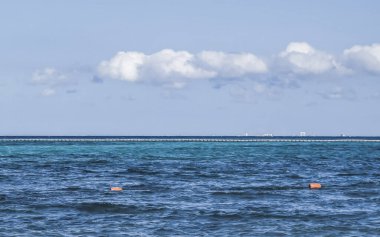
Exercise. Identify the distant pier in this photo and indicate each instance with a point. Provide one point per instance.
(153, 139)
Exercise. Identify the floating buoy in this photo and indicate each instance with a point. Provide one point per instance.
(116, 189)
(315, 185)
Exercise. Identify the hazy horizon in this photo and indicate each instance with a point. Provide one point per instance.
(190, 68)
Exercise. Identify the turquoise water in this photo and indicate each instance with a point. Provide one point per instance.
(189, 188)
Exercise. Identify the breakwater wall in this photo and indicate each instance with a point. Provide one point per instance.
(184, 140)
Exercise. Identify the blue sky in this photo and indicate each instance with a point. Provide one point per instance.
(189, 67)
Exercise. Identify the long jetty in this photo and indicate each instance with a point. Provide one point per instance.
(147, 139)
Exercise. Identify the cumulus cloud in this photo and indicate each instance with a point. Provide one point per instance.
(51, 79)
(232, 64)
(48, 92)
(363, 57)
(338, 93)
(301, 58)
(47, 75)
(176, 67)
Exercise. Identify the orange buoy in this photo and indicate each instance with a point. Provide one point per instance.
(315, 185)
(116, 189)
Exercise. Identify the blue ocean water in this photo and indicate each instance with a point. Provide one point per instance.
(50, 188)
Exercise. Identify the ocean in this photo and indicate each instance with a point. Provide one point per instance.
(189, 186)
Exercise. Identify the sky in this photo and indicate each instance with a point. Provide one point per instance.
(197, 67)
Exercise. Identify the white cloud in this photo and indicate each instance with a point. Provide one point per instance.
(301, 58)
(176, 67)
(338, 93)
(232, 64)
(48, 92)
(123, 66)
(363, 57)
(47, 75)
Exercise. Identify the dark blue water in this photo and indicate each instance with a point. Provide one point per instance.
(189, 189)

========

What is needed is a word-for-word restatement of every line from the one with "Exercise. Identify the blue sky" to the end of the entries above.

Exercise. Identify the blue sky in this photo and indicate each instance with a point. Provide one point per instance.
(189, 67)
Exercise. Identify the long jetty in this photo and indicate each instance with a point. Provide one point per instance.
(147, 139)
Exercise. Identify the cumulus cloud in this photo and indicate each instance with a point. Provide one point per instance.
(51, 79)
(232, 64)
(48, 92)
(363, 57)
(338, 93)
(301, 58)
(47, 75)
(176, 67)
Exercise. Identify the orange buoy in this photo and indicate each instance with a point. Provide one point per instance.
(315, 185)
(116, 189)
Exercise. Identify the blue ocean water in this photo and indicate each instance with a point. Provide one point per instance.
(50, 188)
Exercise. Identify the ocean in this photo and indicate each instance with a point. Provide one point per instance.
(189, 186)
Exercise. Identify the sky in this photo and indicate each instance with a point. Provide one point per instance.
(197, 67)
Exercise. Identify the white cloud in this photo and indicate each instance with a point. Provide one point per instance.
(301, 58)
(176, 67)
(338, 93)
(232, 64)
(48, 92)
(123, 66)
(363, 57)
(47, 75)
Exercise. Identify the dark blue water in this photo and indicate each instance with a point. Provide one point per instance.
(189, 189)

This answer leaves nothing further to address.